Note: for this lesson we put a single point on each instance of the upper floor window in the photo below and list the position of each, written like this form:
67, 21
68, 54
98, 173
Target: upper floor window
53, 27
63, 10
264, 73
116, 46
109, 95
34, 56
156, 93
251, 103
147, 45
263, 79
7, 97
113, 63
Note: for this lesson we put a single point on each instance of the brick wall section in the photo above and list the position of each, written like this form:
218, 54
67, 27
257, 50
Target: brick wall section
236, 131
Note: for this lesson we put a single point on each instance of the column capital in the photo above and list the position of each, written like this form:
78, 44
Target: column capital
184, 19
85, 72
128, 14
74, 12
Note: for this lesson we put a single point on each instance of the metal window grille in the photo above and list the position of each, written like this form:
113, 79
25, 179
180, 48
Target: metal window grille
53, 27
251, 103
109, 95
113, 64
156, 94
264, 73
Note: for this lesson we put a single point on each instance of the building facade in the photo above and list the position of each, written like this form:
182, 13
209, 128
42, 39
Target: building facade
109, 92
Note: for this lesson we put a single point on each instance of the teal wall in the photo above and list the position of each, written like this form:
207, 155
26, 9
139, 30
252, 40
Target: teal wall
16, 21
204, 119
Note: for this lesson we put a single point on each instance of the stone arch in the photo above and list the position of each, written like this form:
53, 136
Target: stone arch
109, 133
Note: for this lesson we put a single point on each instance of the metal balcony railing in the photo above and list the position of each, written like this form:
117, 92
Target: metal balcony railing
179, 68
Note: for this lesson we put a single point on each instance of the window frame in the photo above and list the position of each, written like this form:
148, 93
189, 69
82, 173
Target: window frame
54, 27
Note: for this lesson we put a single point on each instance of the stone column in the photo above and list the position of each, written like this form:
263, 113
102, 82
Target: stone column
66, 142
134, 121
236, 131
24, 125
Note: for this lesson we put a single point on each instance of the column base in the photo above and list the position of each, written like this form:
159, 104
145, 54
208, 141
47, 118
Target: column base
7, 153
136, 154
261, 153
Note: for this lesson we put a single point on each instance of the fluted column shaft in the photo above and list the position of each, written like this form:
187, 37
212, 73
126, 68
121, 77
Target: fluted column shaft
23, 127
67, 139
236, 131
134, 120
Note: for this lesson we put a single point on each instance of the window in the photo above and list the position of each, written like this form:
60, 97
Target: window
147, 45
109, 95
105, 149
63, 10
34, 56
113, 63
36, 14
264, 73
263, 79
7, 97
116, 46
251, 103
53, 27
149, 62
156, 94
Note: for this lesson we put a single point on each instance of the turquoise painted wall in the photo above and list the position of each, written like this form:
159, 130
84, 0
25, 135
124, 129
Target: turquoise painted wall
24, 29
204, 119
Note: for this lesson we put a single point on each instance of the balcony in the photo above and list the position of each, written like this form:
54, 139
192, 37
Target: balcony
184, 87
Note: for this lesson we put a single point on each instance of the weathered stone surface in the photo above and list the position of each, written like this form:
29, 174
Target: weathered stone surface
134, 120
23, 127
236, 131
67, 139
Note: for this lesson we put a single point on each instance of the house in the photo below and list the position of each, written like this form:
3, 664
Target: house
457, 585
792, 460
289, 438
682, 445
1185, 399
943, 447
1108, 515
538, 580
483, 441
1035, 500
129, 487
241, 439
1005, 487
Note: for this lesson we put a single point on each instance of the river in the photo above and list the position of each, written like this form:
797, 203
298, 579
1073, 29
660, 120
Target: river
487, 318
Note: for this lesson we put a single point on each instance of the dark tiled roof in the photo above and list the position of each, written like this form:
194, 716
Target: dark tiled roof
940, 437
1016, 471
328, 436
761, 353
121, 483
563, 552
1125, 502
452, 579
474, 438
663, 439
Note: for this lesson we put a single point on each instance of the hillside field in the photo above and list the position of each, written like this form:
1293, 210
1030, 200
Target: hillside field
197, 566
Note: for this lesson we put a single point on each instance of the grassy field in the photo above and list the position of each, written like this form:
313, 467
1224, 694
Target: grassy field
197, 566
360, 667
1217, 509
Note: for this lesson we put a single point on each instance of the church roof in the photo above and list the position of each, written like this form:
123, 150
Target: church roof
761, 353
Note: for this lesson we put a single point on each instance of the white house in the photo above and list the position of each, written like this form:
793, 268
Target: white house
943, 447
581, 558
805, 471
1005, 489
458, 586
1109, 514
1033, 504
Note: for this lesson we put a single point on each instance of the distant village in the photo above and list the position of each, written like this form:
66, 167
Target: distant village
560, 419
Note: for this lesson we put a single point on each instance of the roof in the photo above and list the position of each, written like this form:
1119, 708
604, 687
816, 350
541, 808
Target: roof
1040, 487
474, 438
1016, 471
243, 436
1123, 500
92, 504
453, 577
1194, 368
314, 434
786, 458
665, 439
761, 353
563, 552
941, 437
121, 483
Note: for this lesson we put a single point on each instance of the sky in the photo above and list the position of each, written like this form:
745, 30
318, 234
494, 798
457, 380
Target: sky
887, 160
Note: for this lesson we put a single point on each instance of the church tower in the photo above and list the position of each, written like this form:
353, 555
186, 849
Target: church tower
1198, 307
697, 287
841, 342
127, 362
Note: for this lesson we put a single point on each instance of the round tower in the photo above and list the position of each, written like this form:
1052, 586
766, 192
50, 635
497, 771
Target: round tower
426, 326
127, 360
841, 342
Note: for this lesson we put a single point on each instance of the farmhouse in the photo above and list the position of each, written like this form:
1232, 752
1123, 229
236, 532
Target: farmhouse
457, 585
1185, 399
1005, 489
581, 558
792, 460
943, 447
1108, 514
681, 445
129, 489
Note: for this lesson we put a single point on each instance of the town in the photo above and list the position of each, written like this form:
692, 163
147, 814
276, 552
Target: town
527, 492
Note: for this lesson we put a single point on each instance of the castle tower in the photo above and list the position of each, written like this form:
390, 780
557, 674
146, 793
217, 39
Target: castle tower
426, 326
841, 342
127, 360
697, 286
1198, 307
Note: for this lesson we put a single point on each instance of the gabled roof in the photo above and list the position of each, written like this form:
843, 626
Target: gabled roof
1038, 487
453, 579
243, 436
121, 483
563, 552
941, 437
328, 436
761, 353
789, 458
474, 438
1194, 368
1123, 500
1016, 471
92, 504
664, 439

Work to be completed. Repeat the records above in full, character for character.

Answer.
Note: for this lesson we put a single point on each instance of the upper floor window in the photo below and list the position of each, written like this form:
67, 21
68, 54
98, 173
Target: upper floor window
53, 27
63, 10
264, 73
116, 46
109, 95
34, 56
156, 93
251, 103
147, 45
263, 79
7, 97
113, 63
Note: for this lesson we put a single point on each instance of the brick wall section in the photo above and list the position of each, written like this form:
218, 54
67, 27
257, 50
Target: brick wall section
236, 131
Note: for this lesson we put a single point on each instance of the column capital in the photo above and list the position of each, written like this form:
78, 44
Target: column capital
184, 19
85, 72
128, 14
74, 12
Note: for this lesson we put a single point on each instance of the metal window grille in the photo above and list the position of each, written like this form:
113, 79
25, 179
180, 48
Target: metal window grille
53, 27
251, 103
109, 95
113, 64
156, 94
264, 73
Note: for this lesson we put a single point on each instance of the building facade in the photo above and list the position of each, written like this form:
182, 13
209, 128
42, 39
Target: building facade
109, 92
Note: for this lesson we put a single point on each instance of the teal wall in the photo above and list the position of each, written like this form:
207, 155
26, 9
139, 30
252, 40
Target: teal wall
16, 21
204, 119
Note: for this lesson we put a single point on each instance of the stone arch in the photo above and list the position of each, written like this form:
53, 136
Target: stone arch
109, 133
Note: for this lesson we put a single point on each instance of the metal balcony railing in the photo above and list the position of each, written like this form:
117, 92
Target: metal balcony railing
179, 68
Note: for this lesson we put a single point on each instance of the window frame in the photo above and list the position of each, written like this form:
148, 93
189, 69
82, 173
Target: window frame
54, 27
Note: for this lesson we put a single point on each instance of the stone column in the photo above and list the position of each, written like this form:
263, 113
102, 82
Target: stone column
66, 142
134, 121
236, 131
24, 125
Note: for this lesson we put a single point on each instance of the column base in the photo above and list the position of each, written like this form:
159, 104
145, 54
208, 141
47, 118
Target: column base
7, 153
136, 154
261, 153
Note: for this lesson we put a single point on each instance of the fluted column shaft in the photo above and list the position of each, written like this form:
187, 37
212, 73
126, 68
121, 77
Target: fluted column shaft
23, 127
67, 139
236, 131
134, 120
Note: for this lesson we put a single point on each instance of the window in the photo above and list the position of each, written like this form:
60, 97
Target: window
147, 45
109, 95
105, 149
63, 10
34, 56
113, 63
36, 14
264, 73
263, 79
7, 97
116, 46
251, 103
53, 27
149, 62
156, 94
Note: for this lesson we put a single point on each instance of the turquoise painted wall in the photo above and list the position of each, written like this form:
159, 130
84, 0
25, 135
124, 129
Target: turquoise painted wall
24, 29
204, 119
Note: for this lesson we put a single point on each instance of the balcony in the photo above and list the position of each, written like this form:
54, 139
192, 37
Target: balcony
184, 87
Note: for this lesson we put a single point on each instance of the weathered stone surface in the photo above and list the position of each, written like this form:
29, 174
Target: weathered stone surface
134, 120
23, 127
236, 131
67, 139
Note: for this lesson we put a single point on each instance of the house in the photo below and list the position of each, written like this form:
3, 664
Target: house
457, 585
792, 460
289, 438
682, 445
1185, 399
943, 447
1108, 515
538, 580
483, 441
1035, 500
129, 487
241, 439
1005, 487
Note: for this lesson we put a single point on each instance of the river in the photo above and list the position of each, written like this form:
797, 203
298, 579
1073, 29
660, 120
Target: river
487, 318
Note: for this lesson we put a single point on each instance of the dark tiled roof in the photo above and list the position of each, written like this form:
194, 716
Target: dark tiled roof
940, 437
1016, 471
328, 436
761, 353
121, 483
563, 552
1125, 502
452, 579
474, 438
663, 439
Note: for this lesson we put a single point on each instance of the hillside field in the photo above and list the position of each, written like this form:
1293, 210
1030, 200
Target: hillside field
197, 566
Note: for this lesson we put a single point on each instance of the grassy field in the photo above and list the position of each, written like this form:
313, 467
1224, 694
Target: grassy field
197, 566
360, 667
1217, 509
Note: for this lesson we put a single point on each instance of the church roof in the photo above and list the position of each, written like this form:
123, 150
Target: church roof
761, 353
Note: for this lesson we put a single point on each instance of the white house in the photo above and list the position of each, written like this form:
793, 268
Target: white house
943, 447
581, 558
805, 471
1005, 489
458, 586
1109, 514
1033, 504
Note: for this lesson we put a single point on each instance of the distant village in the photo above and list the position of each, written like this form:
66, 167
Target: distant village
560, 419
Note: for this lesson we put a single point on each instance of the roof in the photo above and list the position of each, written like this form:
1119, 708
604, 687
816, 350
541, 808
Target: roof
1040, 487
474, 438
1016, 471
243, 436
1123, 500
92, 504
453, 577
1194, 368
314, 434
786, 458
665, 439
761, 353
563, 552
941, 437
121, 483
Note: for this lesson we put a single point on each instance of the sky in the photo above and list the position of each, written like this form:
745, 30
318, 234
494, 798
457, 380
Target: sky
887, 160
Note: for this lesson we put a single point on each instance of the church tower in the photo above and list the position of each, written like this form:
353, 555
186, 849
Target: church tower
1198, 307
697, 287
841, 342
127, 362
Note: for this lesson we put a single point on each instance of the round tower in the photo above and list the position of each, written like this form:
1052, 586
766, 192
50, 635
497, 771
Target: round tower
426, 326
127, 360
841, 342
Note: for this lesson we put a single point on each instance of the farmhouse in the photo above and list the position of each, written like this form:
1232, 752
1123, 229
236, 532
Target: farmhouse
457, 585
1185, 399
1005, 489
581, 558
792, 460
943, 447
1108, 514
681, 445
129, 489
Note: for this lesson we put a single point on each instance of the town in the photo above and list the position of each, written like this form:
692, 163
147, 814
276, 552
Target: town
527, 492
Note: for this lesson we put a single point on each instance of the castle tower in the photo above and list the position of each, written like this form:
390, 780
557, 674
146, 793
217, 39
Target: castle tower
426, 326
841, 342
127, 360
697, 286
1198, 307
Note: for this lesson we put a single point on each instance of the gabled roof in the photo above and list the position of each, written like this form:
843, 626
Target: gabled roof
1038, 487
453, 579
243, 436
121, 483
563, 552
941, 437
328, 436
761, 353
789, 458
474, 438
1194, 368
1123, 500
1016, 471
92, 504
664, 439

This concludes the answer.